_Assignment_
Print all records exactly, leaving nothing out.

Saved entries
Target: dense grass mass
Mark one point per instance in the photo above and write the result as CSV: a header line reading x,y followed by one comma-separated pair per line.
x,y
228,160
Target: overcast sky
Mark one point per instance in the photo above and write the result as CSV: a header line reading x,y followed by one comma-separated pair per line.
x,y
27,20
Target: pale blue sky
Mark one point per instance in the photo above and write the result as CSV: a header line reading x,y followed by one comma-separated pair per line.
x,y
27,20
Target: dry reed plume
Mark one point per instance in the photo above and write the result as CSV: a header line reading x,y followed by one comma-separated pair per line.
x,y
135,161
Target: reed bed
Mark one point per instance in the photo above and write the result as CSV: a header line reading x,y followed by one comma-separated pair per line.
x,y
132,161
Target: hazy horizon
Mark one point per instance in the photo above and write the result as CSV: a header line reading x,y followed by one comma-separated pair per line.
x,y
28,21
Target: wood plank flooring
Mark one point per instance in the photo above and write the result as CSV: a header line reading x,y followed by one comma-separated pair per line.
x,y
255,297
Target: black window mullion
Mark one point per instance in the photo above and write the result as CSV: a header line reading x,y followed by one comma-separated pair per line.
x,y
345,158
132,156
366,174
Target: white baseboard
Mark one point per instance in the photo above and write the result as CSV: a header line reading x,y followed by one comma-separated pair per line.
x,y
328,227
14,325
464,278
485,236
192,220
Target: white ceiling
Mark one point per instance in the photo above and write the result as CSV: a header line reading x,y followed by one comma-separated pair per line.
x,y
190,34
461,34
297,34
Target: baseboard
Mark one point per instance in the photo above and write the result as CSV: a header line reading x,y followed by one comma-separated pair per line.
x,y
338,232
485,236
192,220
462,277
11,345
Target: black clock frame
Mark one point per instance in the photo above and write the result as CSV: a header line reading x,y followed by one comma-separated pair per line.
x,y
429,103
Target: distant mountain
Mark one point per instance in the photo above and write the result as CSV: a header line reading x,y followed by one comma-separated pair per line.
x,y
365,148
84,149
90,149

_Answer area_
Target: dense grass mass
Mark one point per instance in the photo above and write the result as CSV: a header line reading x,y followed by one comma-separated pair per line.
x,y
228,160
Target: overcast sky
Mark one point per instance in the photo above and write the result as CSV: a header line reading x,y followed by one comma-separated pair per line.
x,y
27,20
Target: pale blue sky
Mark one point per instance in the photo above and write the result as CSV: a header line reading x,y followed by one comma-separated pair per line.
x,y
27,20
Target: dry reed plume
Mark one point per instance in the photo above and write the result as CSV: a header line reading x,y followed by one comma-separated pair per line.
x,y
135,161
Target: reed bed
Mark one point per instance in the photo above and write the result as CSV: a header line reading x,y followed by one comma-separated pair per line.
x,y
132,161
Target: hazy horizon
Mark one point per instance in the photo above and write the result as CSV: a header line reading x,y followed by one comma-separated pair per line.
x,y
28,21
Target: wood plank flooring
Mark one point per instance in the photo above and write the result as CSV: a header line reading x,y followed by one comma-separated pair per line.
x,y
255,297
Target: black window mullion
Mark one point per instance in the photo above and write the result as CSV: a header line reading x,y followed by one comma-separated pair per line.
x,y
345,158
132,156
366,174
Target: white baseboard
Mark one point per instance in the photo above and write the result as CSV: a header line reading x,y followed by one comma-separated pair per line.
x,y
328,227
14,325
464,278
485,236
192,220
Target: white ceiling
Mark one point per instance in the photo above and write the result as CSV: a header line reading x,y followed by one comma-separated pair per line.
x,y
190,34
461,34
297,34
Target: baseboard
Mark one point per instance in the photo above and write the result as CSV: a header line reading x,y followed by one comma-separated pair per line.
x,y
338,232
485,236
192,220
462,277
11,345
Target: black clock frame
Mark one point per instance in the photo above and write the result as CSV: a header line reading x,y followed by one comma-separated pair per line.
x,y
429,103
Target: distant mountain
Mark one point per instance in the photo above and write the result as CSV: a header line reading x,y followed by one comma-separated pair per line.
x,y
365,148
84,149
90,149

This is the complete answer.